● **提供テキスト**:
(58)【調査した分野】(Int.Cl.,DB名)
前記第三送信要求部は、前記取得部で取得した診断結果が異常の予兆があることを示す場合、前記データユニットの送信側に対して、前記受信部における受信間隔を短くして前記データユニットを送信するよう要求することを特徴とする請求項1に記載の収集装置。
前記第三送信要求部は、前記取得部で取得した診断結果が異常の予兆があることを示す場合、前記データユニットの送信側に対して、前記受信部における受信間隔をずらして前記データユニットを送信するよう要求することを特徴とする請求項1に記載の収集装置。
【発明の概要】
【発明が解決しようとする課題】
【0005】
異常の予兆の診断処理に使用する、プラントから収集するデータは多岐に亘る。このため、収集したデータは、品質にバラツキがあるおそれがある。品質にバラツキがあるデータでは、異常の予兆の診断処理が実行できないおそれがある。また、データの品質が異常の予兆の診断処理に適していない場合、適切なデータの準備に手間を要するおそれがある。このように、異常の予兆の診断処理に適したデータを収集することが望まれる。
【0006】
本発明は、このような実情に鑑みてなされたものであり、適切なデータを収集する収集装置、収集方法、プログラム及び収集システムを提供することを目的とする。

● **課題一覧**:
1. 収集装置に関する文書のうち、「(58)【調査した分野】(Int.Cl.,DB名)」で始まり「タを収集することが望まれる。」で終わる部分を、一字一句違えずに書き出してください。
2. 下に並ぶ行のうち、「Rules: pick out every instance of the water」を含む行から「point(315, 243)」を含む行までを、両端の行も含めて番号付きリストにしてください。空行は除いてください。

● **抽出データ**:

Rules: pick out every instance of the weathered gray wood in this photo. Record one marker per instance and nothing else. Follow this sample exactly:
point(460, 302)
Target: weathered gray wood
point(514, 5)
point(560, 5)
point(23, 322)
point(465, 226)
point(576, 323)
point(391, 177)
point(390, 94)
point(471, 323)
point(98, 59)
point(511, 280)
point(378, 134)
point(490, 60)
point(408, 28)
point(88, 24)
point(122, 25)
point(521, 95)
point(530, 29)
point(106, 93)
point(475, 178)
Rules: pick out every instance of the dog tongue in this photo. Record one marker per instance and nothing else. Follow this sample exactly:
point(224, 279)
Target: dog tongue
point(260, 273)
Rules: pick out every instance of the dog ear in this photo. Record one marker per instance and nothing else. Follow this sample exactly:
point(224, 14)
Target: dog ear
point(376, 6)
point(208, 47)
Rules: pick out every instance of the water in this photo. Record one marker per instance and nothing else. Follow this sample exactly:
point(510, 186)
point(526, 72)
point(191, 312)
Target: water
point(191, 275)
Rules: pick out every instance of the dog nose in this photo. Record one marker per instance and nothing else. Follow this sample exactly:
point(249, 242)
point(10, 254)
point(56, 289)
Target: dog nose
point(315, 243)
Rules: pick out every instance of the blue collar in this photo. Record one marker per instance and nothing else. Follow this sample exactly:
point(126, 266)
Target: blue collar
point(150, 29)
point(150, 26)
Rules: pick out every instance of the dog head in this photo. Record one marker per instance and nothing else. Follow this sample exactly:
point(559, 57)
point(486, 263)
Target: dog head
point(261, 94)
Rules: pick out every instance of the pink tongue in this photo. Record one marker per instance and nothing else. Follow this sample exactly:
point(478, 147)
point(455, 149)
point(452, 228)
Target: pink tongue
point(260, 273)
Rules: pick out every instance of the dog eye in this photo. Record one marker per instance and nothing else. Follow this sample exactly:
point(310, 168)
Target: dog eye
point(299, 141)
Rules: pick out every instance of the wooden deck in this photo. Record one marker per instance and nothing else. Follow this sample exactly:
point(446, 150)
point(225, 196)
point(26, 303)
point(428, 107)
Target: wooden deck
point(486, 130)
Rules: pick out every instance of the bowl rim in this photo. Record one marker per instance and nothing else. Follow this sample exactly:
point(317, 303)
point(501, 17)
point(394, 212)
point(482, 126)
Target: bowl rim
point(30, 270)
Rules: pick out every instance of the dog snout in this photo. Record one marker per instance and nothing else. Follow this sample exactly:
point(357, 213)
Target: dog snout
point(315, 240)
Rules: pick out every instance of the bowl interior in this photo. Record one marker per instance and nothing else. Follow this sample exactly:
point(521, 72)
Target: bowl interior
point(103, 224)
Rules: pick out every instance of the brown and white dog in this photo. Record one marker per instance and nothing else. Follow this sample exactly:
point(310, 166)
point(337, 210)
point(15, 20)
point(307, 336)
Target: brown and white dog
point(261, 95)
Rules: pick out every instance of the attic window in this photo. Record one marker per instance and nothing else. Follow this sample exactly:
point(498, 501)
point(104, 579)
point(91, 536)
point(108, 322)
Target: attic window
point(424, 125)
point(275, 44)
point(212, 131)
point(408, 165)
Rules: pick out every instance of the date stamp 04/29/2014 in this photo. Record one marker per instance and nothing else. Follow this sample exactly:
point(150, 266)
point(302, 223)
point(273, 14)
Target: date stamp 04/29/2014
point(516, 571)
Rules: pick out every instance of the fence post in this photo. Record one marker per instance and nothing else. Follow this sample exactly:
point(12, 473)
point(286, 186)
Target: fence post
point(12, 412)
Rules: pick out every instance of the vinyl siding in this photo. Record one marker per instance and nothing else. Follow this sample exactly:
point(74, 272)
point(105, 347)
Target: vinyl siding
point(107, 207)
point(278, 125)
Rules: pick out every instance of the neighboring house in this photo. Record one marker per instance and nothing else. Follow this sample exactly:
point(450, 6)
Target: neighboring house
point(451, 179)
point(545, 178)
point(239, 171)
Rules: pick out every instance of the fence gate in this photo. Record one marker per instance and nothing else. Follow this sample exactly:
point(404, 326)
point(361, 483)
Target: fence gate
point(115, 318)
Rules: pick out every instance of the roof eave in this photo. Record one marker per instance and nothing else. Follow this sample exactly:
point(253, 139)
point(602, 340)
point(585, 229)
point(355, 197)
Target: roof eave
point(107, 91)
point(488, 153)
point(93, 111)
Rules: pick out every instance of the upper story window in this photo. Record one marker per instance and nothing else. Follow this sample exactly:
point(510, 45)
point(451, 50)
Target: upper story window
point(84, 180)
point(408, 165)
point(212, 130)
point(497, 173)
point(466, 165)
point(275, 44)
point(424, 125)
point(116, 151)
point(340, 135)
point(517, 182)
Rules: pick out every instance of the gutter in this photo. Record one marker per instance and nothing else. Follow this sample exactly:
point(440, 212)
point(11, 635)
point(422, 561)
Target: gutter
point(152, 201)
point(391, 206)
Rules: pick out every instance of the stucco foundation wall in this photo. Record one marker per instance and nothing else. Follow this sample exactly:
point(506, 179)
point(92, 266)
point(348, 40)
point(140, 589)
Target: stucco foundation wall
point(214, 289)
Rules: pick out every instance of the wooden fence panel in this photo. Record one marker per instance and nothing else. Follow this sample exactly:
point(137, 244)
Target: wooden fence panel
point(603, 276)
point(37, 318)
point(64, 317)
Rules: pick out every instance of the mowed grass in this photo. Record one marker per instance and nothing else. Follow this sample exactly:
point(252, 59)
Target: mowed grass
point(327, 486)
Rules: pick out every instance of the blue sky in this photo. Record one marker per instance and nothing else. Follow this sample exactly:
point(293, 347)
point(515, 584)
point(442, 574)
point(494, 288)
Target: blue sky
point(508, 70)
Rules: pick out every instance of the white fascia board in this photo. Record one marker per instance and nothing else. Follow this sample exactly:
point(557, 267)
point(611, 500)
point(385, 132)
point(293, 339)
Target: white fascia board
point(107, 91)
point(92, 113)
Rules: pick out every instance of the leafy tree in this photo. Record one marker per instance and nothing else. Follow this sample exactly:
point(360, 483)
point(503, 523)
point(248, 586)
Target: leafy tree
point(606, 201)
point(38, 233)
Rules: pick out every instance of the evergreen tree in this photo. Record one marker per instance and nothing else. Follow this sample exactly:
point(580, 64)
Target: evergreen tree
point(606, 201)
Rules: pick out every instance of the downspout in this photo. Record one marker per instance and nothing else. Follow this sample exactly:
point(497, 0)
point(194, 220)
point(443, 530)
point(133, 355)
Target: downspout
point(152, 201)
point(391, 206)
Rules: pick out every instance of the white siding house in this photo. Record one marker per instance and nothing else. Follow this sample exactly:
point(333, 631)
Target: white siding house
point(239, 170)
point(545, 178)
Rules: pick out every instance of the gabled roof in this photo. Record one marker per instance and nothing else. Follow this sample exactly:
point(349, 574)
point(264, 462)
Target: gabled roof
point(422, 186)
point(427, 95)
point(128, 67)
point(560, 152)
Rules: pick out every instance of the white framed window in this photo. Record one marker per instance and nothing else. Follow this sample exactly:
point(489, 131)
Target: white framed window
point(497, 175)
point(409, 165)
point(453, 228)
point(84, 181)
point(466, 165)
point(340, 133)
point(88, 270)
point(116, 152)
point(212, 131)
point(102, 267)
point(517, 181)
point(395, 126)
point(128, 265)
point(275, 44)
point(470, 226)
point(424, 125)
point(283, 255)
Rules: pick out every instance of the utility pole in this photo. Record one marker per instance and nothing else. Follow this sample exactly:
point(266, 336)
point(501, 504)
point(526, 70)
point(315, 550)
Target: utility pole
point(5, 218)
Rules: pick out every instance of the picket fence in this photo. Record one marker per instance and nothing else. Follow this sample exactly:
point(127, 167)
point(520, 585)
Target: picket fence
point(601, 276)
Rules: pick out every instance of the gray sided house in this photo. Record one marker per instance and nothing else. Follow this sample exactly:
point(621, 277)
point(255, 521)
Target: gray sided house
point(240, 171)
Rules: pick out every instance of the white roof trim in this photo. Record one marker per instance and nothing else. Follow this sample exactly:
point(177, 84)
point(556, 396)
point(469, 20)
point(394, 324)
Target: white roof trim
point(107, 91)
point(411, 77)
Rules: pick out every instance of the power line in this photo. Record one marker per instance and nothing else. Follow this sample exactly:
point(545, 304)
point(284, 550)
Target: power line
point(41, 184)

● **解答**:
1.
(58)【調査した分野】(Int.Cl.,DB名)
前記第三送信要求部は、前記取得部で取得した診断結果が異常の予兆があることを示す場合、前記データユニットの送信側に対して、前記受信部における受信間隔を短くして前記データユニットを送信するよう要求することを特徴とする請求項1に記載の収集装置。
前記第三送信要求部は、前記取得部で取得した診断結果が異常の予兆があることを示す場合、前記データユニットの送信側に対して、前記受信部における受信間隔をずらして前記データユニットを送信するよう要求することを特徴とする請求項1に記載の収集装置。
【発明の概要】
【発明が解決しようとする課題】
【0005】
異常の予兆の診断処理に使用する、プラントから収集するデータは多岐に亘る。このため、収集したデータは、品質にバラツキがあるおそれがある。品質にバラツキがあるデータでは、異常の予兆の診断処理が実行できないおそれがある。また、データの品質が異常の予兆の診断処理に適していない場合、適切なデータの準備に手間を要するおそれがある。このように、異常の予兆の診断処理に適したデータを収集することが望まれる。

2.
1. Rules: pick out every instance of the water in this photo. Record one marker per instance and nothing else. Follow this sample exactly:
2. point(510, 186)
3. point(526, 72)
4. point(191, 312)
5. Target: water
6. point(191, 275)
7. Rules: pick out every instance of the dog nose in this photo. Record one marker per instance and nothing else. Follow this sample exactly:
8. point(249, 242)
9. point(10, 254)
10. point(56, 289)
11. Target: dog nose
12. point(315, 243)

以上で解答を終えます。